Work to complete:
Scan the entries for "below". Every line that holds it is to be copied.

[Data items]
☆ ☆ ☆ ☆ ☆
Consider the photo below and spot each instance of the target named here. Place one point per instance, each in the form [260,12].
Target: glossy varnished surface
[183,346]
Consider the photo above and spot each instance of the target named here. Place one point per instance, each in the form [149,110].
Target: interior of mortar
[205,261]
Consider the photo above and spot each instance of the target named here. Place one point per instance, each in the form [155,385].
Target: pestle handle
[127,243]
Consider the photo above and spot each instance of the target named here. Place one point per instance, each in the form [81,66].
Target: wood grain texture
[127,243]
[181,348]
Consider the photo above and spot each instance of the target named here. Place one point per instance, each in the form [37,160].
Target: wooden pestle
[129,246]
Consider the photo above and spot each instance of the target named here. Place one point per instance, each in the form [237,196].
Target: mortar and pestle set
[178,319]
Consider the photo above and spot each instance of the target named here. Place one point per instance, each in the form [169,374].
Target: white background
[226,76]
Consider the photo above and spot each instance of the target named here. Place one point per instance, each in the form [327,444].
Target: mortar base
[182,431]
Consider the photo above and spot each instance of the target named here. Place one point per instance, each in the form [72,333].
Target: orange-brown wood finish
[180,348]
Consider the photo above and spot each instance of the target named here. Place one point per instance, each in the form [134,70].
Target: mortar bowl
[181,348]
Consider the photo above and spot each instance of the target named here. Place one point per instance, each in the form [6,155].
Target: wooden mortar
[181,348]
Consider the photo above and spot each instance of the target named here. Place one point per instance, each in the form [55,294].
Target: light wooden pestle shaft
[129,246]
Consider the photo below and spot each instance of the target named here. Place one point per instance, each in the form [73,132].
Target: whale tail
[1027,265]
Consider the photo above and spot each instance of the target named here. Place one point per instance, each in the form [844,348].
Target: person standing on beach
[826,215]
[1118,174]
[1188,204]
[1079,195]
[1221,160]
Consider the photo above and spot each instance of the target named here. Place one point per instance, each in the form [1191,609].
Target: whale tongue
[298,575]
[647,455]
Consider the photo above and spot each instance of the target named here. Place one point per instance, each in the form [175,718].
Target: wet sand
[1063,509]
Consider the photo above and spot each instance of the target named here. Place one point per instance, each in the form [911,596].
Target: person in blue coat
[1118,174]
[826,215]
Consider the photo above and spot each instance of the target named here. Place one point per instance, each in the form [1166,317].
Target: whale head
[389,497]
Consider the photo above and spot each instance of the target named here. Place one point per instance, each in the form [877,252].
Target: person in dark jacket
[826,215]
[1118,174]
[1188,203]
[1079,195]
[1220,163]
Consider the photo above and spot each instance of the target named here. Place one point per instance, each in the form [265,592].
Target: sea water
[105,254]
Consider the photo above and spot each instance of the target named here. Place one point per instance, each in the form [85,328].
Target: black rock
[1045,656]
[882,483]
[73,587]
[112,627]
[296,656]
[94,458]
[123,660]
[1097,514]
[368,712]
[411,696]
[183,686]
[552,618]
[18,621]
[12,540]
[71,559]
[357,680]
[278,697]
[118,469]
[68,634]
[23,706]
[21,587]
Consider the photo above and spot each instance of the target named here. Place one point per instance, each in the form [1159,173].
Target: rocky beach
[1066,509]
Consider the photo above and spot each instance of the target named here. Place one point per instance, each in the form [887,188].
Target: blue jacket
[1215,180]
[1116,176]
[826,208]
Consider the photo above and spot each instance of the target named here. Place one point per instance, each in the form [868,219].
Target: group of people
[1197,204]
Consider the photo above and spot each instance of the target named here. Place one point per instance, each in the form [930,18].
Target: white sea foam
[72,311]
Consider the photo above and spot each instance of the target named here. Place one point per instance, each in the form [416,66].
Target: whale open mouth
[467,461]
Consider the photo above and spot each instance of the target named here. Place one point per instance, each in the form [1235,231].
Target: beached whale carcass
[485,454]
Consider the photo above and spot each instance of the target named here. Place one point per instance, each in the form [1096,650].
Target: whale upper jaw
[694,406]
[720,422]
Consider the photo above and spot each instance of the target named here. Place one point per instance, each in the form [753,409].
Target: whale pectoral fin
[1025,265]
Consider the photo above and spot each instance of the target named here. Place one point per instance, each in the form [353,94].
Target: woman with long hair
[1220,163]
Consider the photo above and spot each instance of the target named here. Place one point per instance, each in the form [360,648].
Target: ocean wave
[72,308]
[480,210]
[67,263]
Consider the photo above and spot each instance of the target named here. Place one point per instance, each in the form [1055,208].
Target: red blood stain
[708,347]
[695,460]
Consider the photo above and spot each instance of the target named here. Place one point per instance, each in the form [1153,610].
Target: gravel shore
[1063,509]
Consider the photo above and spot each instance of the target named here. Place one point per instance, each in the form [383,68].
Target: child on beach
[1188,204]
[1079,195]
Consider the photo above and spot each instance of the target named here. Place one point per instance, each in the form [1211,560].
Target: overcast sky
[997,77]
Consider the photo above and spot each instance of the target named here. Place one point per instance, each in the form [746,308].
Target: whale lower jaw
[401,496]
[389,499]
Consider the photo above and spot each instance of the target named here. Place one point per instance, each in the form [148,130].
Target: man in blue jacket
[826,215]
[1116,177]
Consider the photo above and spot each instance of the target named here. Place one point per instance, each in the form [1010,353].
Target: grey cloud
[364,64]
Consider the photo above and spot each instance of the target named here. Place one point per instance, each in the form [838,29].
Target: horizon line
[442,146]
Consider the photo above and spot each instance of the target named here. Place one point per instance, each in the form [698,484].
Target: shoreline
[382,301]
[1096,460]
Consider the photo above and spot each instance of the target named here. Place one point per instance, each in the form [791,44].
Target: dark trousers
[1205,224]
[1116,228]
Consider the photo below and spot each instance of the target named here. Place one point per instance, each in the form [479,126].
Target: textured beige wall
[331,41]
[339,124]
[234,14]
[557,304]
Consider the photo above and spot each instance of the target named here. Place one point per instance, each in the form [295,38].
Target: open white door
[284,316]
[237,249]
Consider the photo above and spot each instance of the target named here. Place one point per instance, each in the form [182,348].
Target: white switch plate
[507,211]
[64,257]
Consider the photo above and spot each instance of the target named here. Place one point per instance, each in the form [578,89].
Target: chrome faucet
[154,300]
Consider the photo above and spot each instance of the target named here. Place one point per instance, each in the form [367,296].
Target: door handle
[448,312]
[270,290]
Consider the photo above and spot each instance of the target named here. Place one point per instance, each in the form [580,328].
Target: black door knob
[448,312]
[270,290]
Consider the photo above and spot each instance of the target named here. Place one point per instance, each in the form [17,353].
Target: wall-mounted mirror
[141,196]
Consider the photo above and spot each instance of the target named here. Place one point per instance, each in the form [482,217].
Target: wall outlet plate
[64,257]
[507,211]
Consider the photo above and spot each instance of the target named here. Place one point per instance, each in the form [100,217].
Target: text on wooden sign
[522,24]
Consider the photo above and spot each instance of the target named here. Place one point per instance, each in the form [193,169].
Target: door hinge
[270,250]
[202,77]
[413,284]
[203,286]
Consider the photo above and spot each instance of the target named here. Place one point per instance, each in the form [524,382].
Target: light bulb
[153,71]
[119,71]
☆ ☆ ☆ ☆ ☆
The completed task:
Consider the photo below and spot each instance of the target named here. Place one point per instance, each in the form [260,12].
Consider the photo below and spot each instance of the target named here. Place one point per instance, each in the form [73,132].
Consider the photo below and spot each instance of the target named here. Place one point per instance, each in the form [479,126].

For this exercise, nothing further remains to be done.